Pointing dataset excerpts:

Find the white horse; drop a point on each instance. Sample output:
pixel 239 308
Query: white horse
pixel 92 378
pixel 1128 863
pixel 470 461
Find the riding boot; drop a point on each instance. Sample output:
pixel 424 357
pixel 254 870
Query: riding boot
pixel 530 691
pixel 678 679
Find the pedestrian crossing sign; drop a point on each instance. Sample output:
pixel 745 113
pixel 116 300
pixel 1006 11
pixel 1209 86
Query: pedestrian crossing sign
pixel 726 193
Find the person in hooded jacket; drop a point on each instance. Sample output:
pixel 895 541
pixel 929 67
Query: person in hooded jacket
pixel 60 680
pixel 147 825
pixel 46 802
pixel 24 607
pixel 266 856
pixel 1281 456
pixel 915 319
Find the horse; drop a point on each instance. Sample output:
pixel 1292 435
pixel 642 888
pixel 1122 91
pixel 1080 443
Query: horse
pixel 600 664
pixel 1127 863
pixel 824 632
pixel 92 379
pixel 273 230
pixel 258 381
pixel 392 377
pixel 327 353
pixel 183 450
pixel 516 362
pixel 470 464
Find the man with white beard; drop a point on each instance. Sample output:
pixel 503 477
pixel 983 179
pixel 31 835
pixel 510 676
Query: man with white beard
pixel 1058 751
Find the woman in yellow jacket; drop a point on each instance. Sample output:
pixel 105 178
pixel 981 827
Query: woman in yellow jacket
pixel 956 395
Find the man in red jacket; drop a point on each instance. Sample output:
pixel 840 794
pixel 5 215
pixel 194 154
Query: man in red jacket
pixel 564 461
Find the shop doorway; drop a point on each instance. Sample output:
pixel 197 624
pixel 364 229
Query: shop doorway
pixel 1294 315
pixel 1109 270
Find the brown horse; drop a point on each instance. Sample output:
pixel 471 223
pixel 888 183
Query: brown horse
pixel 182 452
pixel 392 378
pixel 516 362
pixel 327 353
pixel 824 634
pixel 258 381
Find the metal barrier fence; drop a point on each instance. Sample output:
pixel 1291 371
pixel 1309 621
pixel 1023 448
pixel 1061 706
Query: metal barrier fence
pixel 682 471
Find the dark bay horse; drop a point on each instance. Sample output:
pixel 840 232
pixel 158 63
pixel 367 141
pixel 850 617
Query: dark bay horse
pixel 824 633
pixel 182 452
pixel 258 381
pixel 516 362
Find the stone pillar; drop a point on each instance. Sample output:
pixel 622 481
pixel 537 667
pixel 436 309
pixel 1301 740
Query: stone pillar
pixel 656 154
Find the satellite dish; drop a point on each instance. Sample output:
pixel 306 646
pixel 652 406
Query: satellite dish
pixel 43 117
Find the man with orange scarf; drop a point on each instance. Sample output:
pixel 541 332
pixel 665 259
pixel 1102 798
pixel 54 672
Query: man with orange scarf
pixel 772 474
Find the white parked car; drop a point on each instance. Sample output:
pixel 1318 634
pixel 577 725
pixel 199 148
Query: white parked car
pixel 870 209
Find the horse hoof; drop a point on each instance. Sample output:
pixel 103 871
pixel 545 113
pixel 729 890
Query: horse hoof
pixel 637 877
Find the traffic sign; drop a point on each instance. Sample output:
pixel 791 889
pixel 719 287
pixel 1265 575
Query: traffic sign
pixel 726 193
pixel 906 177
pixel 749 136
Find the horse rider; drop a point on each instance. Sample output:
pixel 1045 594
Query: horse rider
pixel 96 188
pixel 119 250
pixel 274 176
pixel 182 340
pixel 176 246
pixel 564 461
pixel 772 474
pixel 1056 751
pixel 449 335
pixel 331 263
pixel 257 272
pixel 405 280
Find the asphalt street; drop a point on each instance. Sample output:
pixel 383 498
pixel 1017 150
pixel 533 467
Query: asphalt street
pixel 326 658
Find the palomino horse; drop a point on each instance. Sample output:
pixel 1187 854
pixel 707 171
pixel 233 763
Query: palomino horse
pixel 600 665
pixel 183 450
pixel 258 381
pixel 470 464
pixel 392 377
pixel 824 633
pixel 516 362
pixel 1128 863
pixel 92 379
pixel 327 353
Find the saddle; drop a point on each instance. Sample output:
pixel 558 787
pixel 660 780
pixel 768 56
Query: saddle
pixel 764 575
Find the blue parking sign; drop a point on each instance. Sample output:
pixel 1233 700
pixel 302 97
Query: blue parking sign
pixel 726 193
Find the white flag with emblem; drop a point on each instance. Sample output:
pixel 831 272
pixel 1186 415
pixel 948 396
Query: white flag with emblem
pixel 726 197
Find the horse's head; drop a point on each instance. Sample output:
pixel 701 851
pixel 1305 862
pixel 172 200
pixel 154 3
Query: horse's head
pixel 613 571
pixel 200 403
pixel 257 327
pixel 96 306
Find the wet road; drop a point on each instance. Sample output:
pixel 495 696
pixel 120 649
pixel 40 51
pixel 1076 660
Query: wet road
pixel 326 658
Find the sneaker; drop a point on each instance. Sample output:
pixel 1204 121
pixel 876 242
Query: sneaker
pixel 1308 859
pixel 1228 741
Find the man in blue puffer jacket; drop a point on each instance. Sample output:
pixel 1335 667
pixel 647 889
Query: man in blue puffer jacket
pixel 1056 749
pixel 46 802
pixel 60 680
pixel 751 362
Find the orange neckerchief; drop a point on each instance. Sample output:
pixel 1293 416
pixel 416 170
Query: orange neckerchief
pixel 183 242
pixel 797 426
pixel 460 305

WHAT IS BEING ASKED
Write out the material again, renaming "Sample output" to "Example output" everywhere it occurs and leaving every other line untouched.

THE COMPLETED TASK
Find the white horse; drop a point on each instance. Example output:
pixel 239 308
Query: white horse
pixel 92 378
pixel 1128 863
pixel 470 461
Find the riding boot; drop a point on each instance. Example output:
pixel 424 357
pixel 254 870
Query: riding boot
pixel 530 691
pixel 678 679
Find the pedestrian crossing sign; drop a point on each instance. Example output:
pixel 745 113
pixel 116 300
pixel 1006 11
pixel 1209 86
Query: pedestrian crossing sign
pixel 726 193
Find the person in hooded jacket; drop a point on each instance. Example output:
pixel 895 541
pixel 929 67
Query: person in hooded jacket
pixel 60 680
pixel 147 825
pixel 46 802
pixel 24 607
pixel 266 856
pixel 1281 456
pixel 915 319
Find the horse; drop a point on each instance. Example output:
pixel 1292 435
pixel 642 888
pixel 1122 91
pixel 1080 443
Query: horse
pixel 600 664
pixel 1127 863
pixel 824 632
pixel 92 379
pixel 273 230
pixel 258 381
pixel 392 377
pixel 327 353
pixel 183 450
pixel 516 362
pixel 470 464
Find the man with white beard; drop a point on each instance. Example output:
pixel 503 477
pixel 983 179
pixel 31 835
pixel 510 676
Query: man with white beard
pixel 1058 751
Find the woman in yellow jacket; drop a point on each instance. Example output:
pixel 105 178
pixel 981 827
Query: woman in yellow jacket
pixel 956 395
Find the man in red jacket; drop a point on each instance. Example output:
pixel 840 794
pixel 5 215
pixel 194 154
Query: man in red jacket
pixel 564 461
Find the shop doorway; drop a point on each instance. Example output:
pixel 197 624
pixel 364 229
Query: shop doorway
pixel 1294 315
pixel 1109 270
Find the brown horse; drop a point on each instance. Example output:
pixel 471 223
pixel 888 183
Query: brown horse
pixel 182 452
pixel 392 378
pixel 516 362
pixel 327 353
pixel 824 634
pixel 258 381
Find the metal barrier fence; drop a point on each instance. Example output:
pixel 1291 371
pixel 1309 621
pixel 1023 448
pixel 1061 706
Query: metal barrier fence
pixel 682 471
Find the dark bay horse; drop a point on each instance. Example output:
pixel 840 232
pixel 158 63
pixel 367 141
pixel 850 617
Query: dark bay horse
pixel 824 633
pixel 182 452
pixel 258 381
pixel 516 362
Find the stone pillar; drop a point on each instance. Example output:
pixel 622 481
pixel 537 667
pixel 436 309
pixel 1301 740
Query: stone pillar
pixel 656 154
Find the satellite dish; drop a point on each instance. Example output:
pixel 306 646
pixel 652 406
Query: satellite dish
pixel 43 117
Find the man with orange scarf; drop a point on each instance. Example output:
pixel 541 332
pixel 665 259
pixel 1102 798
pixel 54 672
Query: man with orange scarf
pixel 772 474
Find the white parked car; drop a point on each instance. Example output:
pixel 1318 634
pixel 577 725
pixel 199 148
Query: white parked car
pixel 870 209
Find the horse hoof; drop a point on each instance. Example output:
pixel 103 871
pixel 545 113
pixel 729 890
Query: horse hoof
pixel 637 877
Find the traffic sign; drop a point on each instance. Example output:
pixel 791 889
pixel 719 287
pixel 1265 575
Query: traffic sign
pixel 726 193
pixel 906 177
pixel 749 136
Find the horse rider; drop a point on each instance. Example output:
pixel 1045 594
Query: horse rider
pixel 96 188
pixel 119 250
pixel 274 176
pixel 182 340
pixel 176 246
pixel 564 461
pixel 772 474
pixel 1056 751
pixel 449 335
pixel 331 263
pixel 257 272
pixel 405 280
Find the asphalt street; drop a point on each instance. Example output:
pixel 383 498
pixel 1017 150
pixel 533 467
Query: asphalt street
pixel 326 658
Find the palomino horse; drop a point on each instance. Example output:
pixel 1187 854
pixel 707 171
pixel 233 763
Query: palomino horse
pixel 600 665
pixel 183 450
pixel 258 381
pixel 470 464
pixel 392 377
pixel 824 633
pixel 516 362
pixel 1128 863
pixel 92 379
pixel 327 353
Find the saddle; drop a point on each instance. Example output:
pixel 558 787
pixel 660 780
pixel 768 56
Query: saddle
pixel 764 575
Find the blue parking sign; drop a point on each instance. Example output:
pixel 1233 700
pixel 302 97
Query: blue parking sign
pixel 726 193
Find the white flag with emblem; drop a point on each instance. Example output:
pixel 831 272
pixel 1186 415
pixel 948 396
Query: white flag with emblem
pixel 726 197
Find the horse's head; drop a point on each instance. Example output:
pixel 701 851
pixel 1305 862
pixel 172 200
pixel 154 3
Query: horse's head
pixel 613 571
pixel 200 403
pixel 257 327
pixel 96 306
Find the wet road; drop a point on each instance. Example output:
pixel 495 696
pixel 120 649
pixel 40 51
pixel 1076 660
Query: wet road
pixel 326 658
Find the sneaker; drop a point on each instance. Example output:
pixel 1204 121
pixel 876 242
Query: sneaker
pixel 1308 859
pixel 1228 741
Find the man in blue puffer jacket; drop a point on each instance. Example output:
pixel 1335 667
pixel 647 889
Query: man in blue puffer jacket
pixel 1056 749
pixel 46 802
pixel 60 680
pixel 751 362
Find the orange neckerchief; drop a point on each instance. Example output:
pixel 1293 416
pixel 416 170
Query: orange neckerchief
pixel 183 242
pixel 797 426
pixel 460 305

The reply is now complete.